We recommend the following at a bare minimum for most trail runs, no matter the time of year:
A smile and a positive attitude
A basic first aid kit including any medication (Insulin, Inhalers, etc; whatever medications you may need away from home)
At least 1 ABC fire extinguisher somewhere easily accessible.
Basic car kit (tire iron, jumper cables, etc)
Tire-Deflator and a means of airing up (Compressor, CO2 bottle, etc)
Food and drink for lunch, and extra food and snacks for the day/night for yourself and any passengers (don’t forget your pets!)
Weather-appropriate clothing, including but not limited to; warm clothes, extra socks, warm and waterproof shoes, extra shoes/boots if possible, hats/beanies, gloves, raincoat, sweatshirt, winter coat (as needed), snow pants (as needed), sunscreen, bug spray, etc.
Flashlight, lantern, headlamps, etc
A warm blanket for you and any passengers
Walkie-talkies with spare batteries and/or charger
A tool kit consisting of basic hand tools (sockets, screwdrivers, wrenches, zip ties, hose clamps, torque wrench, etc)
Tire-repair kit, Colby emergency valve stems, spare cores, starter fluid+lighter for re-beading a tire, etc.
Jack with supporting base if necessary (for lifted Subarus, a couple blocks of wood and the factory scissor jack should suffice in most cases)
A full-size spare tire (same brand, size, and tread wear if at all possible to reduce potential damage to AWD system)
Spare fluids (oil, coolant, power steering fluid/ATF, brake fluid, etc)

> YOUR TASKS:
1. Please translate the opening sentence of the trail run checklist into Spanish: "We recommend the following at a bare minimum for most trail runs, no matter the time of year:"
2. Answer these questions from the trail run checklist.
(a) How many ABC fire extinguishers does it call for at least?
(b) For lifted Subarus, what should suffice in most cases instead of a jack with a supporting base?
(c) Why should the full-size spare tire match in brand, size, and tread wear if possible?
3. Carry on the trail run checklist from its last item with a few more entries in the same style.

> RECORDED DATA:

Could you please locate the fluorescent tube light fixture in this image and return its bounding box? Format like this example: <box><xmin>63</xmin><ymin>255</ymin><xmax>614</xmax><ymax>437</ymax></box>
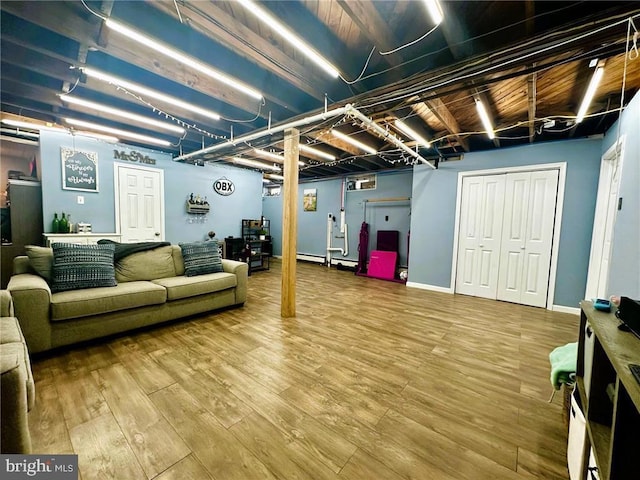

> TASK-BY-TASK ANSWERS:
1. Recomendamos lo siguiente como mínimo indispensable para la mayoría de las salidas por pistas de montaña, sin importar la época del año:

2.
(a) At least 1.
(b) A couple blocks of wood and the factory scissor jack.
(c) To reduce potential damage to the AWD system.

3.
Highly Recommended Gear To Add:
72 hr pack with basic survival supplies for yourself and any passengers
Offline maps downloaded to your phone using Avenza Maps or other offline GPS maps app. (Paper maps and a compass are always recommended as well)
Another communication device with charger and/or extra batteries (CB, Ham radio, etc)
Spare parts: At least (1) outer tie rod, at least (1) inner tie rod, (1) front CV axle, (1) rear CV axle, (4+) lug nuts, (4+) wheel studs
Recovery gear suited to your vehicle. This includes at a minimum the following:
A solid recovery point (Receiver hitch with shackle adapter is the easiest and cheapest for most of us for the rear, and using two shackles with a tow or tree strap to bridle the front is the best option for the front. The stock screw-in tow eye if available can work as a last resort, although it is strongly not recommended for hard snatch recoveries.
MaxTrax or other traction boards
20 to 30 ft long tow strap (no stretch) NO METAL HOOKS, loop style straps only
20 to 30 ft long recovery strap (2-3 times the GVWR of your vehicle or ~17k lbs max -- These stretch to reduce the shock load on recovery points and your vehicle)
10 to 15 ft long “tree saver” strap (for bridling between points if necessary)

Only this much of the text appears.